▶ [Work to be completed] Pick up the passage on VSEA and GSEA gene set enrichment tests and keep writing it, starting right after its last sentence.

▶ [Document passage]
┄┄┄┄┄┄
Table 3. False positive rates of VSEA at a nominal significance level of 0.05 in step 2
After adjusting the gene test statistics for their size and linkage disequilibrium structure in VSEA, we found that, when checking power, the gene set enrichment tests outperformed the straightforward GSEA in all situations (Figure 1). This result held no matter whether spurious genes were present or not, whether noise genes were included or true risk genes were left out, and whether the gene-level test used the CMC method or the weighted-sum method. When using the CMC methods and excluding spurious genes, VSEA achieves 100% power to detect the Q2 risk genes (p < 0.05), even when up to 10 random noise genes were included in the gene set. Moreover, the FPR of VSEA to find the reference Q1 risk gene set was always below the nominal 0.05.
Figure 1. Power of two types of gene set enrichment tests in step 2 Gene set enrichment analysis aggregates the results of gene-based tests for a group of genes. We tested the 13 genes contributing to the Q2 phenotype and used the genes for the Q1 phenotype as a negative reference. Noise was introduced to the Q2 genes by adding 5, 10, 15, and 20 genes. Also, in the last two gene sets part of the true signals was ignored by randomly excluding 5 or 10 risk genes. Power is shown for two types of enrichment tests: GSEA (without adjusting the gene-level test scores) and VSEA (gene scores adjusted). Tests were performed before (dashed lines) and after (solid lines) excluding spurious genes. These gene set tests were based on four gene-level tests (CMC-1, CMC-count, WeightSum1, and WeightSum2).
When noise genes were included in the risk gene set or true risk genes were left out, both VSEA and GSEA suffered from power loss. For VSEA, when using the CMC methods and excluding spurious genes, the power remained as high as 0.88 when 20 noise genes were included, but power was reduced to about 50% when only 3 risk genes were included. Also, removing spurious genes improved the power of both VSEA and GSEA.
┄┄┄┄┄┄
Saved entries

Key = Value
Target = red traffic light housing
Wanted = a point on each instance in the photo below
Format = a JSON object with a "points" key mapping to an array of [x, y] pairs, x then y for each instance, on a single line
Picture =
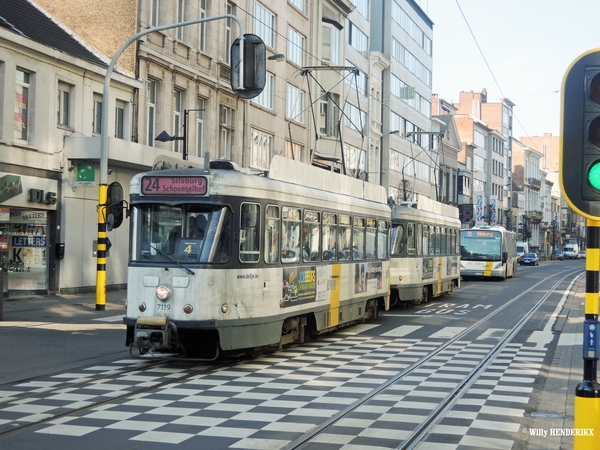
{"points": [[580, 135]]}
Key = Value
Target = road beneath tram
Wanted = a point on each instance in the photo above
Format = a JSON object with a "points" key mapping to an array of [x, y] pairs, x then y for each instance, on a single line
{"points": [[486, 367]]}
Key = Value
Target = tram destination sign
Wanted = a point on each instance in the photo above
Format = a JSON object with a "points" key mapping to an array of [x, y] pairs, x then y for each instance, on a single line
{"points": [[161, 185]]}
┄┄┄┄┄┄
▶ [Reply to the task]
Discussion and conclusions
We tested an improved method for enrichment analysis on top of gene-based collapsing methods for combining association signals across multiple genes. We compared the performance of the new method, which uses two collapsing methods to deal with the problem of small effects of rare variants, with two methods for gene set enrichment analysis and demonstrated the importance of normalizing gene-level test results. In the gene-level analysis, the CMC method performs slightly better than the weighted-sum method. It is worth noting that the weighted-sum method was originally proposed for case-control data with a rank sum test, and we tested association of the weighted sum with phenotype in order to extend it to quantitative trait analysis. At the gene set level, VSEA clearly outperformed direct application of conventional GSEA without normalization. The result shows that normalization of gene-based statistics is essential in gene-set-based enrichment analysis. Furthermore, the two-step approach of combining single rare variants across multiple genes clearly outperforms testing individual genes separately.
Data quality is an important issue no matter what method is used in the gene-level and gene-set-level tests. We observed inflated FPR in all our analysis methods when “dirty” data were used. However, after excluding spurious genes, the FPR dropped to close to a nominal level for both the gene-based tests and the gene set enrichment tests, and the FPR for the gene set methods was only slightly higher than the FPR for the gene-based tests. The fact that the FPR is still slightly inflated could be due to the complexity of the data. For example, we considered only the effect of spurious genes that have excessive correlation with true risk genes; the cryptic population structure observed by other GAW17 contributors was not addressed.
Finally, an important practical issue in successfully applying a gene-set-based strategy is to have a correct list of promising gene sets to begin with. Although many data-driven approaches have been proposed recently to create such a list, it is beyond the scope of this report and certainly warrants further investigation.
The authors declare that there are no competing interests.
WY developed method, performed analysis, and drafted the manuscript. CCG developed the concept, participated in analysis, revised the manuscript critically, and gave final approval for publication. All authors read and approved the final manuscript.
This research is supported in part by National Institutes of Health (NIH) grants HL091028 and HL071782 and by American Heart Association (AHA) grant 0855626G. Genetic Analysis Workshop 17 was supported by NIH grant R01 GM031575.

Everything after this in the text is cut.